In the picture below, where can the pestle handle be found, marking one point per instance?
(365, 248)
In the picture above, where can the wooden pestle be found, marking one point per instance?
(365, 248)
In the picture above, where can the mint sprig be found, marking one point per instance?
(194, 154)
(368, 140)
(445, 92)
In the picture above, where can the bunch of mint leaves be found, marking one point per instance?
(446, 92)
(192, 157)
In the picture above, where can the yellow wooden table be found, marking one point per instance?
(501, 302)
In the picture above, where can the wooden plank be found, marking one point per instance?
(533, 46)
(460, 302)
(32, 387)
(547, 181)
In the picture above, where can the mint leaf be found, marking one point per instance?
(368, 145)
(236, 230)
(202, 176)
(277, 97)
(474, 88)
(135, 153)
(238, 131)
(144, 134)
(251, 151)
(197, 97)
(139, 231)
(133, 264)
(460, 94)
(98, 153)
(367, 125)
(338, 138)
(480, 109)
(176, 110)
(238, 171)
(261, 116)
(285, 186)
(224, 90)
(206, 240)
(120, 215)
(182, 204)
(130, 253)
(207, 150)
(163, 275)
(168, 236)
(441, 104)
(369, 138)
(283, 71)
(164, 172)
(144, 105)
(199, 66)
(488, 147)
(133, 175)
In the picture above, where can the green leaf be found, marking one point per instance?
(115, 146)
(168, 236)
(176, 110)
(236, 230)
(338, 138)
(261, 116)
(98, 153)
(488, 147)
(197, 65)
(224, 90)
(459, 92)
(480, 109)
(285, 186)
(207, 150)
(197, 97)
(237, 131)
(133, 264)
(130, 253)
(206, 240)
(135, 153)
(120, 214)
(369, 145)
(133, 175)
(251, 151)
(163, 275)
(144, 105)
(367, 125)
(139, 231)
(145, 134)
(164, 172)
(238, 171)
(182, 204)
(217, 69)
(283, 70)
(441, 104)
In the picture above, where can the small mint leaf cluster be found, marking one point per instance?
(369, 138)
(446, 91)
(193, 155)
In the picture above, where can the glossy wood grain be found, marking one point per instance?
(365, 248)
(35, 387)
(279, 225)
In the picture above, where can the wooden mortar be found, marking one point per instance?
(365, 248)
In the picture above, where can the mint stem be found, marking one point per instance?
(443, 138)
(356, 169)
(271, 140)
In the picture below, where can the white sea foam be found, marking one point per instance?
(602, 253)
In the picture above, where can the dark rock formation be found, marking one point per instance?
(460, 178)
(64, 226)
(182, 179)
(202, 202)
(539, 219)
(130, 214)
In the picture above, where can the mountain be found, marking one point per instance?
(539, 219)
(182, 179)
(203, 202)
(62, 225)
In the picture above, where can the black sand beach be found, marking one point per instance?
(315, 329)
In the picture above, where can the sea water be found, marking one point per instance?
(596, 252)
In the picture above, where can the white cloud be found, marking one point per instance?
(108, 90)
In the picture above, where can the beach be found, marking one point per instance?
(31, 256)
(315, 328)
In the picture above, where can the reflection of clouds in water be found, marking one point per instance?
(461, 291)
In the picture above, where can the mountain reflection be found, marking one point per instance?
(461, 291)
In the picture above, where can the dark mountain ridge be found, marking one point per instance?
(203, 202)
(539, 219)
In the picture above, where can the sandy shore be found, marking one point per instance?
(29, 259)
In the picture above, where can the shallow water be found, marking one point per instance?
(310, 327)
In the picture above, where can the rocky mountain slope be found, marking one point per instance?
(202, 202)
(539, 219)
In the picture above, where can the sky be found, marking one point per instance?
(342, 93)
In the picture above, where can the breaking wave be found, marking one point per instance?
--------------------------------------------------
**Exercise**.
Your reply should contain every entry, repeated exactly.

**Result of this exercise**.
In the picture below, where can the pestle handle be found, marking one point per instance?
(365, 248)
In the picture above, where can the wooden pestle be found, marking one point per instance?
(365, 248)
In the picture above, where can the mint sprig be found, marking one point per instance?
(194, 154)
(368, 140)
(445, 92)
In the picture above, where can the bunch of mint leaves be found, marking one point per instance?
(446, 92)
(192, 157)
In the picture above, where can the yellow wooden table be found, marking one point per instance?
(501, 302)
In the picture above, where can the wooden plank be found, marking one point per instance?
(533, 46)
(460, 302)
(32, 387)
(547, 181)
In the picture above, where can the mint leaf be found, marking one point per instance?
(368, 145)
(236, 230)
(202, 176)
(277, 97)
(474, 88)
(135, 153)
(238, 131)
(144, 134)
(251, 151)
(197, 97)
(139, 231)
(133, 264)
(460, 94)
(98, 153)
(367, 125)
(338, 138)
(480, 109)
(176, 110)
(238, 171)
(261, 116)
(285, 186)
(224, 90)
(206, 240)
(120, 215)
(182, 204)
(130, 253)
(207, 150)
(163, 275)
(168, 236)
(441, 104)
(369, 138)
(283, 71)
(164, 172)
(144, 105)
(199, 66)
(488, 147)
(133, 175)
In the picture above, where can the green leaf be found, marking one point per instance?
(115, 146)
(168, 236)
(176, 110)
(236, 230)
(338, 138)
(261, 116)
(98, 153)
(488, 147)
(197, 65)
(224, 90)
(459, 92)
(480, 109)
(285, 186)
(207, 150)
(197, 97)
(237, 131)
(133, 264)
(130, 253)
(206, 240)
(135, 153)
(120, 214)
(369, 145)
(133, 175)
(251, 151)
(163, 275)
(144, 105)
(367, 125)
(139, 231)
(145, 134)
(164, 172)
(238, 171)
(182, 204)
(217, 69)
(283, 70)
(441, 104)
In the picture above, where can the small mint leaf cluster be found, marking one point per instance?
(369, 138)
(446, 91)
(193, 155)
In the picture above, where can the glossy wood grain be found, marking one point per instance?
(365, 248)
(35, 387)
(279, 225)
In the picture above, where can the wooden mortar be found, marking one point per instance?
(365, 248)
In the picture above, where can the mint stem be found, marking one point per instance?
(443, 138)
(356, 169)
(271, 140)
In the picture below, where can the white sea foam be found, marking one point per instance?
(602, 253)
In the picture above, where can the dark rock formation be found, marking one point per instance?
(460, 178)
(64, 226)
(182, 179)
(202, 202)
(539, 219)
(130, 214)
In the picture above, where can the mountain be found, marking one point per instance?
(539, 219)
(182, 179)
(203, 202)
(62, 225)
In the picture above, where can the black sand beach be found, marking one point per instance?
(315, 329)
In the picture above, where can the sea water be found, marking one point per instance?
(596, 252)
In the picture above, where can the white cloud be found, marking one point per instance?
(108, 90)
In the picture above, where can the beach be found, marking one point per instance?
(31, 256)
(315, 328)
In the picture above, where can the reflection of clouds in water be found, marking one point per instance?
(461, 291)
In the picture above, where can the mountain reflection be found, marking one point per instance?
(461, 291)
In the picture above, where can the dark mountain ridge be found, marking one point per instance?
(203, 202)
(539, 219)
In the picture above, where can the sandy shore be found, marking one point per instance?
(29, 259)
In the picture above, where can the shallow water be found, marking one point per instance?
(310, 327)
In the picture above, where can the rocky mountain slope be found, marking one point per instance?
(202, 202)
(539, 219)
In the picture above, where can the sky be found, marking one point per instance?
(342, 93)
In the picture above, where can the breaking wave be found, marking one point per instance?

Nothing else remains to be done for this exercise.